---------- Page extract

The gravity of the consequences of disinformation campaigns to our democracy raises questions as to how best to address the challenges. Unfortunately, Canada has not moved as quickly as others to address the threats of fake news. This article was first published on barrysookman.com and can be read here.
By Barry Sookman, January 7, 2019
There was a time when large platforms could do no wrong. They were engines that facilitated free speech, political debate, and were seen as a revolutionary force for democratization. They were largely unregulated. In fact, they were accorded special trust and treatment, especially in the United States, where they were given unprecedented and controversial immunities from suits under the Communications Decency Act for enabling the dissemination of illegal content such as hate speech, defamation, and harassing information.
Then came the public revelations about false and misleading information campaigns, disinformation and manipulation of news, disseminated via the Internet and social media (referred to here collectively as “fake news”) of gargantuan proportions – Cambridge Analytica, Brexit, and the presidential election of Donald Trump, among others.
The reliance on fake news to manipulate public opinion and political choices is not new to the Internet or social media. Propaganda techniques were well known and used before them. But, fake news disseminated through the social media echo chamber and the tendency of most people to read only headlines and not dig into news stories to discern facts from “alternative facts” (demonstrable falsehoods) has dramatically changed the media landscape.
The dissemination of “problematic content” is not, of course, limited to fake news. There has been enormous criticism including in the United Kingdom, for example, about how large social media platforms have dealt with – or failed adequately to deal with – other types of content such as personal information, hate, abuse, extremism, and other illegal content.
The dissemination and amplification of fake news to oppose legal protection of intellectual property has been part of the copyright exceptionalism (arguments advanced to erode effective copyright rights and remedies that defy common sense and rational economic thinking and which offend commonly held norms and values and that would be categorically rejected in other policy contexts) playbook for quite some time. It was used, for example, to oppose the Anti-Counterfeiting Trade Agreement (ACTA), SOPA in the U.S., during the copyright reform process in Canada (including over legal protection for TPMs and for secondary liability for enablement). It was more recently employed in Canada by Open Media and others to oppose the TPP, the FairPlay website blocking proposal, and in Europe to oppose measures to level the playing field between large platforms and newspaper publishers, the music and other creative industries over Articles 11 and 13 of the proposed new EU Copyright Directive.
The harms caused by the dissemination of false or misleading information has been recognized for a long time as being serious – serious enough to be criminal. In fact, knowingly publishing a false statement that causes or is likely to cause injury or mischief to a public interest had been a criminal offense for centuries in the U.K. and was a criminal offense in Canada (s.181 Criminal Code, Spreading false news) until it was ruled unconstitutional by the Supreme Court in the Zundel case.
The criminality of providing or disseminating false or misleading information still lives on in traditional contexts in the Criminal Code. Examples include the offences of making a false statement under oath (s131(1)), fabricating evidence to be used in judicial proceedings (s137), making a false statement to a police officer (s140), providing misleading information to obtain a passport (s57(2)), attempting to create a false or misleading appearance of trading in a security or a price of a security (s382), intending to mislead by providing a receipt for property not delivered (s388), making a false or misleading statement to obtain carriage where the transportation would be unlawful (s401), hate propaganda (s319(2)), and communicating false information that endangers the safe navigation of a ship (s78.1(3)). There are also other crimes that can be committed by communicating falsehoods such as fraud (s380).

--------------------

**What you should do:** From the article on fake news and disinformation, list the other types of content, besides fake news, that the text says large social media platforms have been criticized for handling poorly.

---------- Provided material

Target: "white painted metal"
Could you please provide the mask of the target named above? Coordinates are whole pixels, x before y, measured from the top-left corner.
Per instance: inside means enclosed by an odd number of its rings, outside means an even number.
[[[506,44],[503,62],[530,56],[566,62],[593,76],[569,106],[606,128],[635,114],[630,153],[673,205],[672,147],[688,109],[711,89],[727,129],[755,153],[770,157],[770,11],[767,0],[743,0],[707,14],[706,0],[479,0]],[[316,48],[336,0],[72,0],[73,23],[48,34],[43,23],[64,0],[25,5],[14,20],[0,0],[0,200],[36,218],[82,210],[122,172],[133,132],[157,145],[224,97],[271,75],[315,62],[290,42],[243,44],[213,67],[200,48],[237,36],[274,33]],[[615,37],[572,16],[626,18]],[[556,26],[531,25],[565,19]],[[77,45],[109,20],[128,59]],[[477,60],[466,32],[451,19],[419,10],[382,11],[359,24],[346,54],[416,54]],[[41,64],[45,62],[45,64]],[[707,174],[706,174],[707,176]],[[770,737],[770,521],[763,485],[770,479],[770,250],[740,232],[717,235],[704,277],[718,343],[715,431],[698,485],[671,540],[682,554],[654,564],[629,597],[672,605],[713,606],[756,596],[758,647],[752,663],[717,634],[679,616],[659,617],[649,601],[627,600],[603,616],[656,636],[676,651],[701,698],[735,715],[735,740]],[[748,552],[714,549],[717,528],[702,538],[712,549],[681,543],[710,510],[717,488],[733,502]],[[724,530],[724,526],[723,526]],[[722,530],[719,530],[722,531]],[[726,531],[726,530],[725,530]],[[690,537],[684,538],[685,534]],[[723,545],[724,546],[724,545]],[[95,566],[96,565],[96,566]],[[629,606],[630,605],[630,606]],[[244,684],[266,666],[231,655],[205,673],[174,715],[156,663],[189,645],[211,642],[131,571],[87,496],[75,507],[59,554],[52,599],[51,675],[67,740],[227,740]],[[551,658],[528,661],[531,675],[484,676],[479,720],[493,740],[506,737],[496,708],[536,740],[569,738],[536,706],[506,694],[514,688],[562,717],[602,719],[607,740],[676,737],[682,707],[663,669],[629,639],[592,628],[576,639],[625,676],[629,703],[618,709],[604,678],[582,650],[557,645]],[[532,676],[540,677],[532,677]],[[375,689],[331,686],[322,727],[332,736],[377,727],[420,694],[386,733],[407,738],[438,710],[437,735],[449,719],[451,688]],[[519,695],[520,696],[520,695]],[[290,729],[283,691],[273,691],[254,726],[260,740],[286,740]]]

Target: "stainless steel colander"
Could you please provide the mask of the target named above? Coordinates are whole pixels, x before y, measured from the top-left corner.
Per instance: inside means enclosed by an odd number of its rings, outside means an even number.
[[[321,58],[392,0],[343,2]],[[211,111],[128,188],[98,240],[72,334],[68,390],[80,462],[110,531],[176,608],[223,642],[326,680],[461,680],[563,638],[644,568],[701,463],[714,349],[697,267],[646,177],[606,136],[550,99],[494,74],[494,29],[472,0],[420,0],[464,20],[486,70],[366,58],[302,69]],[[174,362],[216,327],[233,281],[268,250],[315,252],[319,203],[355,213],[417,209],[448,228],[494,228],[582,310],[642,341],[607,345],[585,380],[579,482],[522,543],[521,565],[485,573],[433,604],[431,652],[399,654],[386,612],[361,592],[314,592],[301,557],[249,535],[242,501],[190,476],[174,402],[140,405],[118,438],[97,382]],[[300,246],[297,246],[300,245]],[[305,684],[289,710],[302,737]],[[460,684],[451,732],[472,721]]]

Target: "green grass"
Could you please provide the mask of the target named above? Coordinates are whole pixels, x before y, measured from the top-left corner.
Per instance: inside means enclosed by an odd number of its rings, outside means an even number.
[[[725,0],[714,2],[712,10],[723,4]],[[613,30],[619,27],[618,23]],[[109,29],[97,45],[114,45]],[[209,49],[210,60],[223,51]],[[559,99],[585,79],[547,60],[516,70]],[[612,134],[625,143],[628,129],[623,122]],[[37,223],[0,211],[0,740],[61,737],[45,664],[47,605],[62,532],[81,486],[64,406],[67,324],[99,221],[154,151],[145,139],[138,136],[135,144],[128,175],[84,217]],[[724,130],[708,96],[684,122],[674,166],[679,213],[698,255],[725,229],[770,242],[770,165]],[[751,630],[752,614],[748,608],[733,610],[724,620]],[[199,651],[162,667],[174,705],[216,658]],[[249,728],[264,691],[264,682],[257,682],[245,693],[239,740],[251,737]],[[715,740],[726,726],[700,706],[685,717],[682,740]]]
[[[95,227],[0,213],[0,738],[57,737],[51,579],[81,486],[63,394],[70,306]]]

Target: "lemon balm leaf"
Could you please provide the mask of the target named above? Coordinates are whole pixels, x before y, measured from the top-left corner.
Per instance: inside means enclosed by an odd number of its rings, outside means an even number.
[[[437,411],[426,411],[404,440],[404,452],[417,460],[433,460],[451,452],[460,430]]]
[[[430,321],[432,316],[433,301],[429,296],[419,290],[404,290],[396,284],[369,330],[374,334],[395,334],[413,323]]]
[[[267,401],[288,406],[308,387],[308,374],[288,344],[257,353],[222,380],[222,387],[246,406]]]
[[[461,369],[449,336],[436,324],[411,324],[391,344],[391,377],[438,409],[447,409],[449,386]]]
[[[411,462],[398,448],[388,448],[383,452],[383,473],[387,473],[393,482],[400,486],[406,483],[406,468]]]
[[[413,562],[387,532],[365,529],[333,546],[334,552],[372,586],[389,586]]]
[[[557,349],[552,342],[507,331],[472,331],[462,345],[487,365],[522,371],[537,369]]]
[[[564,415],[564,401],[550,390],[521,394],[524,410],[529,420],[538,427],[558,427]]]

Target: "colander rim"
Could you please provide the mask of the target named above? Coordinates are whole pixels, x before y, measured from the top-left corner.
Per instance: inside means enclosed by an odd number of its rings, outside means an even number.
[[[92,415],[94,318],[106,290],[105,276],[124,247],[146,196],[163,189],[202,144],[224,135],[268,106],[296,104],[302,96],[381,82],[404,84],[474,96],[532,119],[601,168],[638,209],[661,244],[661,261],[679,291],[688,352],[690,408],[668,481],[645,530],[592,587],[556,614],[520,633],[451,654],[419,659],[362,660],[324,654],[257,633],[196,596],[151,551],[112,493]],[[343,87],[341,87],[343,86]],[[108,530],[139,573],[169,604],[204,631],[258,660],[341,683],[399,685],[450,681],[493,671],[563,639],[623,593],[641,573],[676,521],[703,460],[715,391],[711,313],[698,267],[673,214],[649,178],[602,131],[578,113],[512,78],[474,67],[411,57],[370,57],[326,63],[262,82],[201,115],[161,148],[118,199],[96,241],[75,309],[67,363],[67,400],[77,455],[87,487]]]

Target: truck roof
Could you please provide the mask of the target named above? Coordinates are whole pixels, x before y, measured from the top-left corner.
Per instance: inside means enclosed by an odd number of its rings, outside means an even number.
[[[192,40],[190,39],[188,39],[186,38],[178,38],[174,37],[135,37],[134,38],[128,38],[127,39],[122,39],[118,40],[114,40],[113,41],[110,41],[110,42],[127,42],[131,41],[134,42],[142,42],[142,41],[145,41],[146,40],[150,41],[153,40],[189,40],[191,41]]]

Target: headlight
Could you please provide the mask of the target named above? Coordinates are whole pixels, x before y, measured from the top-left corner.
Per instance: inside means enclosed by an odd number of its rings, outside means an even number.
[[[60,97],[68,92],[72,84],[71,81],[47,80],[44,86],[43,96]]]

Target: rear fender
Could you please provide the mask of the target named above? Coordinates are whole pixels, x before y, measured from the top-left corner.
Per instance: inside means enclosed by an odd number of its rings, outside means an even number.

--------------------

**Exercise solution:** personal information, hate, abuse, extremism, other illegal content